Collected data
--*--

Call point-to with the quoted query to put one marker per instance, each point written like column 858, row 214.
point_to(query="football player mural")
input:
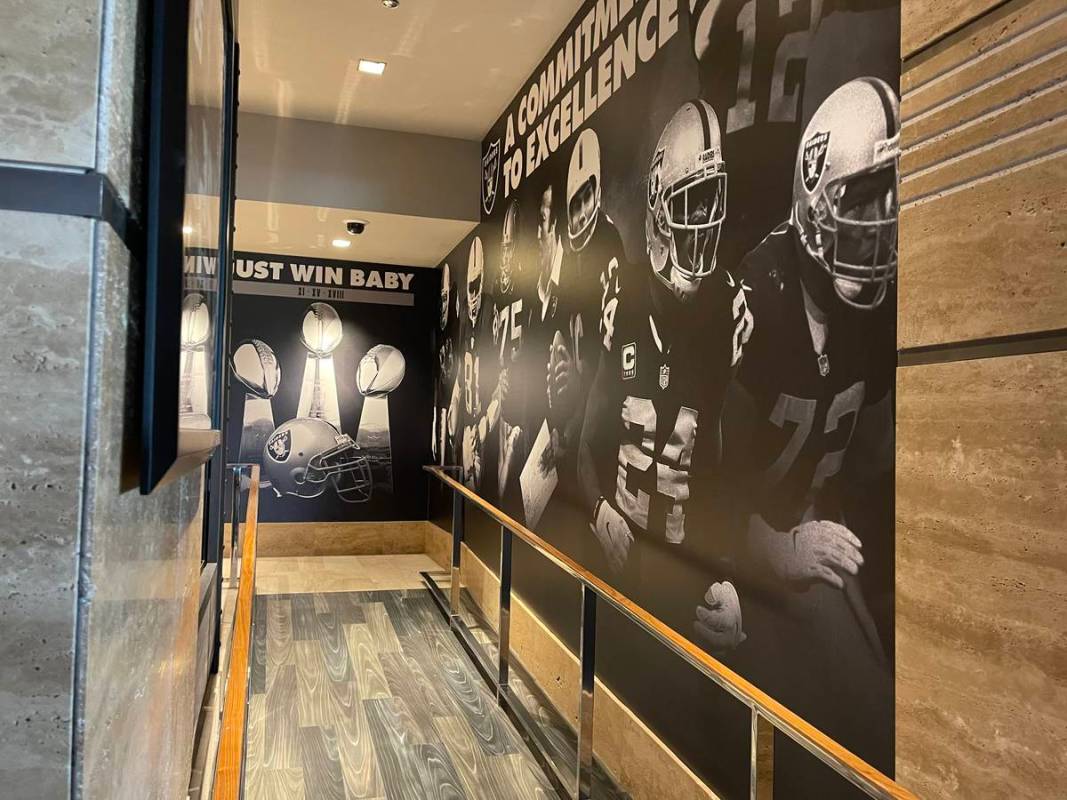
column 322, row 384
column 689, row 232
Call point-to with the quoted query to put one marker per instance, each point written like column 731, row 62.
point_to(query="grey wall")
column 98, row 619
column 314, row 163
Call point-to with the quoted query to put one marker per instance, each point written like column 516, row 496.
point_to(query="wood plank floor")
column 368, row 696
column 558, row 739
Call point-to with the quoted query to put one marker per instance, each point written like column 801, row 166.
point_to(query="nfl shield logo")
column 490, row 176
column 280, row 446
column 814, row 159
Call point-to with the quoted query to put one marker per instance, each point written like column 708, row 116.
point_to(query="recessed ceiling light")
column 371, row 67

--*--

*PROBLEM STATEMENT*:
Exactly repeat the lines from the line that contains "731, row 62." to the end of the entries, both included, and leave out all other lines.

*ANSWER BOX*:
Call point-to with the quoted query to put one marker per instance, each point written like column 731, row 62.
point_to(query="grey wall")
column 98, row 619
column 314, row 163
Call point-to with the quoted query to put one marker per instance, each point written like column 516, row 496.
point_to(query="wood plank floor")
column 368, row 696
column 558, row 739
Call point-to with the quoted query to put one marker per instance, each point written like column 801, row 166.
point_to(query="nfl shield logo")
column 490, row 176
column 280, row 446
column 814, row 159
Call point-to with the quoted query to put one marker per instance, each point written like column 708, row 116.
point_to(query="recessed ceiling light")
column 371, row 67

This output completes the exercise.